REQUIREMENTS:
Reproduce the items below, requests included, starting at the first line and going on through the line containing "[(293, 353)]". Shift every coordinate in the answers by adding 102 to it.

(A block of data)
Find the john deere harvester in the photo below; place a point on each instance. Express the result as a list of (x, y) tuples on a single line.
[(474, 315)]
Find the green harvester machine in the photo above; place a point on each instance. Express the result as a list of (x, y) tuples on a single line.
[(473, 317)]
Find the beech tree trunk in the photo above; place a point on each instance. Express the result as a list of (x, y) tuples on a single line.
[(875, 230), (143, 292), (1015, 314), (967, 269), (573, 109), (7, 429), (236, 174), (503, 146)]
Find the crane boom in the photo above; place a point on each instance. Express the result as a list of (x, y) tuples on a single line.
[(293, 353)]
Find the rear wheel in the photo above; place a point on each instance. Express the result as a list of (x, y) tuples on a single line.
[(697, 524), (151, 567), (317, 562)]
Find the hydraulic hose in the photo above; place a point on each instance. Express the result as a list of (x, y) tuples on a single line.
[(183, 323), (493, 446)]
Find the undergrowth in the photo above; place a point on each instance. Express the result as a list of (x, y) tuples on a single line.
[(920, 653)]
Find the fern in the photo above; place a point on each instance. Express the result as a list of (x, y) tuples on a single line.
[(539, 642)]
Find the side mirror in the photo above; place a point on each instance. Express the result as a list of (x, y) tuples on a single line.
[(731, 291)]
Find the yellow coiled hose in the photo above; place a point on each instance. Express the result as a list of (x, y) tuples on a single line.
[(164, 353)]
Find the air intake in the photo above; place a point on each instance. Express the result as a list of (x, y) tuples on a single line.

WRITTEN RESPONSE:
Find the john deere harvester in the photo below; place a point on each instance. Express the result as a list of (x, y) tuples on a single line.
[(576, 417)]
Find the green harvester machine in the photo above; place a point on each instance. Express the result as a list of (x, y) tuples on a single line.
[(575, 419)]
Find the beech tree trunk in the photo above; place a point on each instance. Express the result as a list of (x, y) tuples on a single line.
[(977, 332), (245, 394), (1117, 416), (1069, 371), (675, 211), (109, 531), (338, 276), (605, 248)]
Find the crane boom in the photo above; place a point on each instance. Express the result as a list of (x, y) tuples on a single line.
[(395, 455)]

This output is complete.